> INPUT MATERIAL:

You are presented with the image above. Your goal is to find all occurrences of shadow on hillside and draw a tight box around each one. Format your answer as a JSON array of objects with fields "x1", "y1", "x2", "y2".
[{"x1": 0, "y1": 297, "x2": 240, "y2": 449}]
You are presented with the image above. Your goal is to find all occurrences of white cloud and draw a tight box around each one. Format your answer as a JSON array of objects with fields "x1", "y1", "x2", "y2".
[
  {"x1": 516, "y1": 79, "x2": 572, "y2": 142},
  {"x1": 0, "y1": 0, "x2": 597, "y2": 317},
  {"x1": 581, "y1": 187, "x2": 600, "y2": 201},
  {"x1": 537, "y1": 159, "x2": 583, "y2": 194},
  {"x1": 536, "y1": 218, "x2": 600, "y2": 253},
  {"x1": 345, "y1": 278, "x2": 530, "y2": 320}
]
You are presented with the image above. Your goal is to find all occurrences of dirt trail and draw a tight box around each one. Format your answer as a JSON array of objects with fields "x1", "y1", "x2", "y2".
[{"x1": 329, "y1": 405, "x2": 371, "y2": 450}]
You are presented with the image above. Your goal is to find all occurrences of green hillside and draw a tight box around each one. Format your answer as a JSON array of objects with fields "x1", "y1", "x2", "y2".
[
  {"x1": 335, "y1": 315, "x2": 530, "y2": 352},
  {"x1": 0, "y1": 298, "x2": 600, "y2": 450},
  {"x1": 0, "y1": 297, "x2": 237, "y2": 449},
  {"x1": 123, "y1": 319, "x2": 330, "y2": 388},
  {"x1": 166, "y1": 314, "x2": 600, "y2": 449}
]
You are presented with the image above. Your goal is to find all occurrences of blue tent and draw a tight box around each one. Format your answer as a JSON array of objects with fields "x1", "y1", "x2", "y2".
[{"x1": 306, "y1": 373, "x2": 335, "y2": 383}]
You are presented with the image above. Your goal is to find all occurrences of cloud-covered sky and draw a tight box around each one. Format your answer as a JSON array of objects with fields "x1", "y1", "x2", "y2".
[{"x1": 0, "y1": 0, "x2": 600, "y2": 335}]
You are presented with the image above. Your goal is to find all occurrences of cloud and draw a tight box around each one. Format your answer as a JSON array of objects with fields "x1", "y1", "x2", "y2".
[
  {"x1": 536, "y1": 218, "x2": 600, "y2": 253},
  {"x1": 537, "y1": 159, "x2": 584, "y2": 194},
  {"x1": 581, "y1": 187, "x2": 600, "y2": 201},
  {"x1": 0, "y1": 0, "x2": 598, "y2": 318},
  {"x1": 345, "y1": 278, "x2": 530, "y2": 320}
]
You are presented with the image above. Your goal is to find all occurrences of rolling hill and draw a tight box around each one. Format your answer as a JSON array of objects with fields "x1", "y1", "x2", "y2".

> TASK REQUIREMENTS: Count the lines in the rows above that contain the string "tent", with uppercase and lowercase letters treated as different, and reply with that number alone.

> WRITTEN ANSWER: 1